(Collected data)

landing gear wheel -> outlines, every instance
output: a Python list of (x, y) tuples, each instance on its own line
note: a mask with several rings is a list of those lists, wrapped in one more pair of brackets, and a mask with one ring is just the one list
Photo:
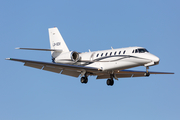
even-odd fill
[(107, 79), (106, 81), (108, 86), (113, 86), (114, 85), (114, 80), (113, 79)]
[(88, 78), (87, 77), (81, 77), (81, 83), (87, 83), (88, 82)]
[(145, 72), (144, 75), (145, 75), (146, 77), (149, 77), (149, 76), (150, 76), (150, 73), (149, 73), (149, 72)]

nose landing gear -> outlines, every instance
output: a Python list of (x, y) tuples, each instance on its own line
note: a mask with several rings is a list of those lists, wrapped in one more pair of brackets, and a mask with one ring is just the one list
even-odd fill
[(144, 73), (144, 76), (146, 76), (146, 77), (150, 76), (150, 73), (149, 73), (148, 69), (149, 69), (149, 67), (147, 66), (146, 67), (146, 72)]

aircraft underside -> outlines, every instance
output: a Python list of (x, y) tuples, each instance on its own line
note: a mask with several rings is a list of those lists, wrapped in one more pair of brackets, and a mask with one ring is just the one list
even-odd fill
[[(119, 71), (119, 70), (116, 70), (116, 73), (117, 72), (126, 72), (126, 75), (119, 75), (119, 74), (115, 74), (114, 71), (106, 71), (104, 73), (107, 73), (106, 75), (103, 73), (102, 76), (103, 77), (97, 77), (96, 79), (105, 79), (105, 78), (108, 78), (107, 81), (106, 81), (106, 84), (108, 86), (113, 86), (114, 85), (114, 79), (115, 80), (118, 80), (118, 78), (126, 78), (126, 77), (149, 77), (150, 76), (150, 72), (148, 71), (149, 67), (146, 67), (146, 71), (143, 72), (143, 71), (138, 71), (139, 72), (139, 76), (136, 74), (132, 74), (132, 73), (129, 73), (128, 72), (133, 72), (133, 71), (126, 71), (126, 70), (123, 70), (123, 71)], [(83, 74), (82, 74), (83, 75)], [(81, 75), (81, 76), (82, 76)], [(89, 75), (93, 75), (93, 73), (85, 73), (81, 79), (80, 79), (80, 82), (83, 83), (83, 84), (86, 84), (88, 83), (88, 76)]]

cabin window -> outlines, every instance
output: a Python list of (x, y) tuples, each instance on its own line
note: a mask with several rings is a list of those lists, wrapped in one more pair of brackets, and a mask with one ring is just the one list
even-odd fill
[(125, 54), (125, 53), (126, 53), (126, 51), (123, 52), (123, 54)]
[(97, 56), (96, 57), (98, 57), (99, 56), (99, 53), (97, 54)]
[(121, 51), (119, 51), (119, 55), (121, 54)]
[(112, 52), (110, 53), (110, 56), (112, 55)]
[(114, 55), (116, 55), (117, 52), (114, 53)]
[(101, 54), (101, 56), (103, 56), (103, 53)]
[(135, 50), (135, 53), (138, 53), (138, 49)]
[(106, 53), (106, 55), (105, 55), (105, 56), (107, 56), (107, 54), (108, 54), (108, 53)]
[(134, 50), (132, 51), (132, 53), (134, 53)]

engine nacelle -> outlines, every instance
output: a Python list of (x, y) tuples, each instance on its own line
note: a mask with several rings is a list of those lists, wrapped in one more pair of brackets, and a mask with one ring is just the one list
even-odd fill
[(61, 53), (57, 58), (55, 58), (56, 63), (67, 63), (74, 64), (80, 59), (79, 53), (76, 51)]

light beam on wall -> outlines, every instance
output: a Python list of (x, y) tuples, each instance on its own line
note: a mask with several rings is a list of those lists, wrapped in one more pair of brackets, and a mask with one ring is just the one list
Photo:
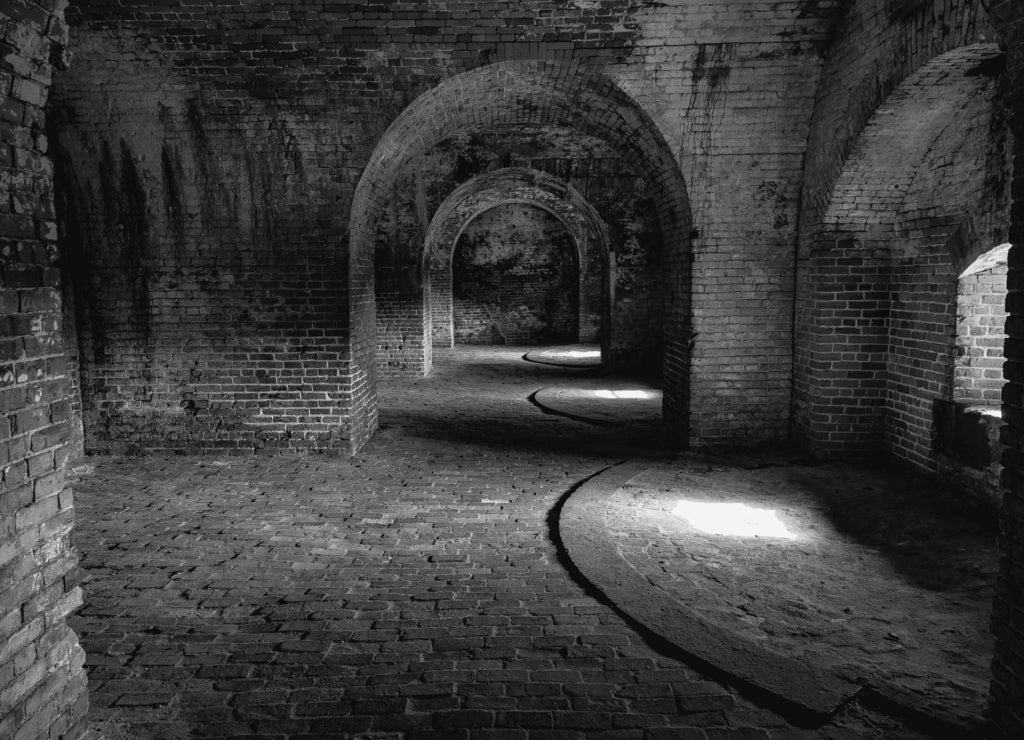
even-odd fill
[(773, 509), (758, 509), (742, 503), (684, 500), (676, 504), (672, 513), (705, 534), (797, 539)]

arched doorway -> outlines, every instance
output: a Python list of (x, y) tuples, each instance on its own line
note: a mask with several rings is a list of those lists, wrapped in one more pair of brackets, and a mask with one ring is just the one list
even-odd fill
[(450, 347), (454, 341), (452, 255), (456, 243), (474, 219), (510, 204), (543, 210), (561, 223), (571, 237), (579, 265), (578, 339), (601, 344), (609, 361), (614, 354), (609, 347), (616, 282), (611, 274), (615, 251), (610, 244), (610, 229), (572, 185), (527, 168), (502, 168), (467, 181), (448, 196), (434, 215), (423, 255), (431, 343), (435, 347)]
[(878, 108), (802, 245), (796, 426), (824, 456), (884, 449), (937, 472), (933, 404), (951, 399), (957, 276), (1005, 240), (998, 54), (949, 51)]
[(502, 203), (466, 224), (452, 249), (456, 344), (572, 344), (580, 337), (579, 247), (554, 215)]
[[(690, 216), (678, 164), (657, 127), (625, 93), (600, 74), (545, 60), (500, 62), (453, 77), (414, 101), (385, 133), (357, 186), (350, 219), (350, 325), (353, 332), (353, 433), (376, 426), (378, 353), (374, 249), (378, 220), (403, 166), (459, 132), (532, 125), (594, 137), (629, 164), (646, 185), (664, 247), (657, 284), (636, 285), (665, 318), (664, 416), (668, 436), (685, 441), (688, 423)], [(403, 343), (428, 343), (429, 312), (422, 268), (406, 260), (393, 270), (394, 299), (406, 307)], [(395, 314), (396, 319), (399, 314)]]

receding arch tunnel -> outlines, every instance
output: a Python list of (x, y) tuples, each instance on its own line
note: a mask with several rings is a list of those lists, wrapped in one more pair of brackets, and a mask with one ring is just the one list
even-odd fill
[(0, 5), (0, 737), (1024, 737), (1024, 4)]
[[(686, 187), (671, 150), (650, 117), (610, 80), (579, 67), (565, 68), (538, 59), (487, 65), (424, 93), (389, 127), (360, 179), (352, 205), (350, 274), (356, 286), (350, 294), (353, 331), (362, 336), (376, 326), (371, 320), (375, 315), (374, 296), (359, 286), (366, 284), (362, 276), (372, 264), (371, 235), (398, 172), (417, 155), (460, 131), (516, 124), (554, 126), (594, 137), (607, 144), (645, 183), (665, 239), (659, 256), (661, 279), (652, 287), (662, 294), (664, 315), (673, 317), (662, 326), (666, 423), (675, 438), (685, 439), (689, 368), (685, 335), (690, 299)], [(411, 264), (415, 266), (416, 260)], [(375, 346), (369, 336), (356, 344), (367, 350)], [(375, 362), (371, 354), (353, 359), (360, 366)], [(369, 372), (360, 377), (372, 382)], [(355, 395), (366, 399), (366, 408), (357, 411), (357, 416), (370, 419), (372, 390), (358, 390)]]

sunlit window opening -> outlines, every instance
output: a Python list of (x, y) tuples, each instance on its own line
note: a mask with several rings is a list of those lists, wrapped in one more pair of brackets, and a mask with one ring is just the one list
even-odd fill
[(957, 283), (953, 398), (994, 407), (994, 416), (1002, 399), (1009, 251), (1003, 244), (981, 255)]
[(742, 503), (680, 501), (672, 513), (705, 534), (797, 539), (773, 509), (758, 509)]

Required action
Would you show every line in the data above that contains the string "outlines"?

Solution
landing gear wheel -> outlines, every instance
nose landing gear -> outlines, every instance
aircraft underside -> outlines, every instance
cabin window -> outlines, every instance
engine nacelle -> outlines, every instance
light beam on wall -> outlines, every instance
arched doorway -> outlines, every instance
receding arch tunnel -> outlines, every instance
sunlit window opening -> outlines, every instance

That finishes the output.